● **Task prompt**: Copy the listing lines from the line containing "of the recliner" through the line containing "[[342, 360], [439, 265]]", replacing "recliner chair" with "armchair" and leaving everything else as it is. Return only those lines.

----

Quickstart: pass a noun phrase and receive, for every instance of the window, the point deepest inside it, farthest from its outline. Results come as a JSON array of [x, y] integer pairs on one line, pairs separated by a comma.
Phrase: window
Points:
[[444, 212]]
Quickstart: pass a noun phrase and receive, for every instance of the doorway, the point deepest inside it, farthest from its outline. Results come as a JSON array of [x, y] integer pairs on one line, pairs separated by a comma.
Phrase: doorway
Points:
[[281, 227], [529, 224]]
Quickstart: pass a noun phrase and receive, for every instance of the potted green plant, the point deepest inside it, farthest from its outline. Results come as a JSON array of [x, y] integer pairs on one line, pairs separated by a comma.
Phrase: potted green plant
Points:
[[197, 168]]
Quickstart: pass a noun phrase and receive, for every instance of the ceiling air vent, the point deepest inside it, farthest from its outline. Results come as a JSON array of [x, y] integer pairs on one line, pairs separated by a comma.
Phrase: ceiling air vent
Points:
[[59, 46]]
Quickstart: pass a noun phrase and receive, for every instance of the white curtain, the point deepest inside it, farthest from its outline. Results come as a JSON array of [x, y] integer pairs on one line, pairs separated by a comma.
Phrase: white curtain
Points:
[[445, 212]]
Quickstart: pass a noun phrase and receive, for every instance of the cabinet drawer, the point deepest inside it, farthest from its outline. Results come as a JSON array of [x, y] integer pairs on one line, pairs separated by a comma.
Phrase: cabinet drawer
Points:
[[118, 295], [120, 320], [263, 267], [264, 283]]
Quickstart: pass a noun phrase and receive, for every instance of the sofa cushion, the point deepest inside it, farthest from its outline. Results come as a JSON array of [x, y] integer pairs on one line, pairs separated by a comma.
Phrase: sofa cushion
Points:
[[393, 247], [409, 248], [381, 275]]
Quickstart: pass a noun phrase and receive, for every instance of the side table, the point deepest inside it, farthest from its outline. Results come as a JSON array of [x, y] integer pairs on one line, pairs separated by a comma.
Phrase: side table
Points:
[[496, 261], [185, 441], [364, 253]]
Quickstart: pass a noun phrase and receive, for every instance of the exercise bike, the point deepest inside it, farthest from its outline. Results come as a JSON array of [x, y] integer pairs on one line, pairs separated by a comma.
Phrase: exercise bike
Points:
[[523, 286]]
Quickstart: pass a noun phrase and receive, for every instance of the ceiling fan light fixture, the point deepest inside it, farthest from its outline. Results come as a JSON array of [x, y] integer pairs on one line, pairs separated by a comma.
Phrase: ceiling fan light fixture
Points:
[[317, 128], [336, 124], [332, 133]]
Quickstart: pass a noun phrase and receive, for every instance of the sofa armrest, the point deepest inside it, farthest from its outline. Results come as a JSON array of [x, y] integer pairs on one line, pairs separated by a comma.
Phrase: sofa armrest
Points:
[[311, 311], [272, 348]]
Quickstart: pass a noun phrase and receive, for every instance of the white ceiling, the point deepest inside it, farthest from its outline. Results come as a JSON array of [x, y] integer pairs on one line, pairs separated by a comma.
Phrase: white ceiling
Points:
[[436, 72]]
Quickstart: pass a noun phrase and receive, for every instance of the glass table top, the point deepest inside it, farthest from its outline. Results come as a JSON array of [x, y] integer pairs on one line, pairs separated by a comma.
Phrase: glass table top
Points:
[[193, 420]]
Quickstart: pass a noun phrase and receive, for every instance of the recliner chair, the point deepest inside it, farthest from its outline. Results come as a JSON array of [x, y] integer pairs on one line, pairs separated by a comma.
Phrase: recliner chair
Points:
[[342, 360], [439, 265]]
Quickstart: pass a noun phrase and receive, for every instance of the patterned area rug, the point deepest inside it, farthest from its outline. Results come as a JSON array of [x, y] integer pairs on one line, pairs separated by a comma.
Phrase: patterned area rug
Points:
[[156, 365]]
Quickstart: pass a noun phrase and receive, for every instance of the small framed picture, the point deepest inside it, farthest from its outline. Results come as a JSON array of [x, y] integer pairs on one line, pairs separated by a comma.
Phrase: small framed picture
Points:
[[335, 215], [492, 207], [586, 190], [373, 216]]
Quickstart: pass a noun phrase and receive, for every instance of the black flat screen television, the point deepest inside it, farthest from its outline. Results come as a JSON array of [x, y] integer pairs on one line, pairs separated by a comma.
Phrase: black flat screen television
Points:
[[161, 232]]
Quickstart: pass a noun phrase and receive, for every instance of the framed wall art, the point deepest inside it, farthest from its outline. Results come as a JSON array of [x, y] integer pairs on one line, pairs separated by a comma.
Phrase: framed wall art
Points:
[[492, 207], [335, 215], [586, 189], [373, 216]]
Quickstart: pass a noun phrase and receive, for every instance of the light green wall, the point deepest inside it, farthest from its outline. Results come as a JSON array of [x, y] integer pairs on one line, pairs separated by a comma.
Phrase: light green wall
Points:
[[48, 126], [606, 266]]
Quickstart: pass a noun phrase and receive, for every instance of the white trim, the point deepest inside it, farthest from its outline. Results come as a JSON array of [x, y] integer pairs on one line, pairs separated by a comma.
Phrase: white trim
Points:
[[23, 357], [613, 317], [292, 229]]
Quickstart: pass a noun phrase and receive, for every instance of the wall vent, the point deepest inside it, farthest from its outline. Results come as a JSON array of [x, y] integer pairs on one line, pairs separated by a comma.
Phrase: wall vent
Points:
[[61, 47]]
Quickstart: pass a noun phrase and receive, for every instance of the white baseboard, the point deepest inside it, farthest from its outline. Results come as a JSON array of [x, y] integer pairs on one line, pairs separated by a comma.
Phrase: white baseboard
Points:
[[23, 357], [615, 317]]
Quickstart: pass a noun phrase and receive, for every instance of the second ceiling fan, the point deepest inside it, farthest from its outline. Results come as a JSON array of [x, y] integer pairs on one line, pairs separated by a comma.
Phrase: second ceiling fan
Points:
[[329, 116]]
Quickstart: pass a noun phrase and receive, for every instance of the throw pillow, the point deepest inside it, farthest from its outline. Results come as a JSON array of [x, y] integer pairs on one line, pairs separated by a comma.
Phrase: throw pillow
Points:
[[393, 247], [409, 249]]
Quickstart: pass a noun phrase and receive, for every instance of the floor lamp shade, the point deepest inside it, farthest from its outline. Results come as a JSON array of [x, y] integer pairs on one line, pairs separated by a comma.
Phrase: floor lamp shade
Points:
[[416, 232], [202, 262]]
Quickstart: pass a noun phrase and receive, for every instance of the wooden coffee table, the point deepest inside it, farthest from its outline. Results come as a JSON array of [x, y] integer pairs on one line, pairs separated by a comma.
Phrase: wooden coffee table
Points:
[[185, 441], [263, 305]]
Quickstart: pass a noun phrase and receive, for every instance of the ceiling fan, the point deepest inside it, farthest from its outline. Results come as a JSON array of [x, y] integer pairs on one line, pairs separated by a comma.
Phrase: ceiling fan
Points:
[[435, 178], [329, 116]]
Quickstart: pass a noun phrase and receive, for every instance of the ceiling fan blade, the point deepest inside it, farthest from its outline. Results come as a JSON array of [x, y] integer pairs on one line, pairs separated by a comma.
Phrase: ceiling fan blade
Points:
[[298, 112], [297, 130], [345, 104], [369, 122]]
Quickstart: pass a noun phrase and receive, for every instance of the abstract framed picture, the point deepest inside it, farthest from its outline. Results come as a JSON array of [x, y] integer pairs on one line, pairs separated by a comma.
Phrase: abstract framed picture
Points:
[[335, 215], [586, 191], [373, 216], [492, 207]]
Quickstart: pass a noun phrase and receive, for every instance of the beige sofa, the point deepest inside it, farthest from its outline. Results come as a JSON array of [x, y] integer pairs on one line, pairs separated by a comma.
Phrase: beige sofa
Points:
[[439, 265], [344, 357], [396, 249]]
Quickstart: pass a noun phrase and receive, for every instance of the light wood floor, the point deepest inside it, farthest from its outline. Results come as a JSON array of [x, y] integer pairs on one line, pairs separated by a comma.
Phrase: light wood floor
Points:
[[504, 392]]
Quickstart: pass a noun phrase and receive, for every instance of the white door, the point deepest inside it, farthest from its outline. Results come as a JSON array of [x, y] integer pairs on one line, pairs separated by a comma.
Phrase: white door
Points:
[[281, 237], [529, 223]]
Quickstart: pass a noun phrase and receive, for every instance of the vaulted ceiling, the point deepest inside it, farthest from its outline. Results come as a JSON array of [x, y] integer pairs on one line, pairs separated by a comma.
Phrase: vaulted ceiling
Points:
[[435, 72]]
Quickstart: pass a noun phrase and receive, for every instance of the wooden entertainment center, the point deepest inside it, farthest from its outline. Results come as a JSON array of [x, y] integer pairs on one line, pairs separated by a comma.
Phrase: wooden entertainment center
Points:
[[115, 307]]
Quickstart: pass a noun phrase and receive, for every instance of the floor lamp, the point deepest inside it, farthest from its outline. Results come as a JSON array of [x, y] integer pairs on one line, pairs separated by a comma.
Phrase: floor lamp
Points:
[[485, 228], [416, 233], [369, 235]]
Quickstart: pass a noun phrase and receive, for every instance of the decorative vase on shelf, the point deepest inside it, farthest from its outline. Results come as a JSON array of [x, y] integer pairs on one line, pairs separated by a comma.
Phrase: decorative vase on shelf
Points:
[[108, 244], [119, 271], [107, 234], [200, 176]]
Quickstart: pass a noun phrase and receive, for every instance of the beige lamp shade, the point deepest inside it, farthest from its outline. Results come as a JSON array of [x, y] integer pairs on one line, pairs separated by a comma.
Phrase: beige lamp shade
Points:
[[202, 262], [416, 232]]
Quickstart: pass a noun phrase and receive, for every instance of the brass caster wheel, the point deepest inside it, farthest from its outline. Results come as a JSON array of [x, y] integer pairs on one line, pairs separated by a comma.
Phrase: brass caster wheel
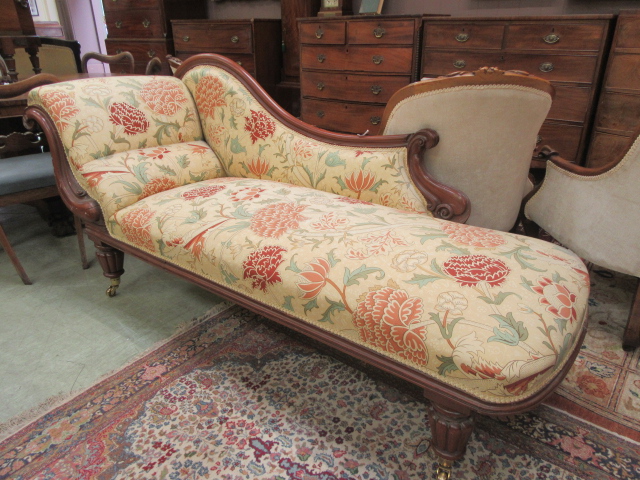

----

● **Response**:
Quickstart: pass a noun phrase and receive, for every instance of the armchair, the point deepest inside it, farthest from its outline. Results come as a JSON array of [x, y] integer pairs on one line, pairs separated by a comma.
Phrase: armchair
Points:
[[342, 360], [439, 265]]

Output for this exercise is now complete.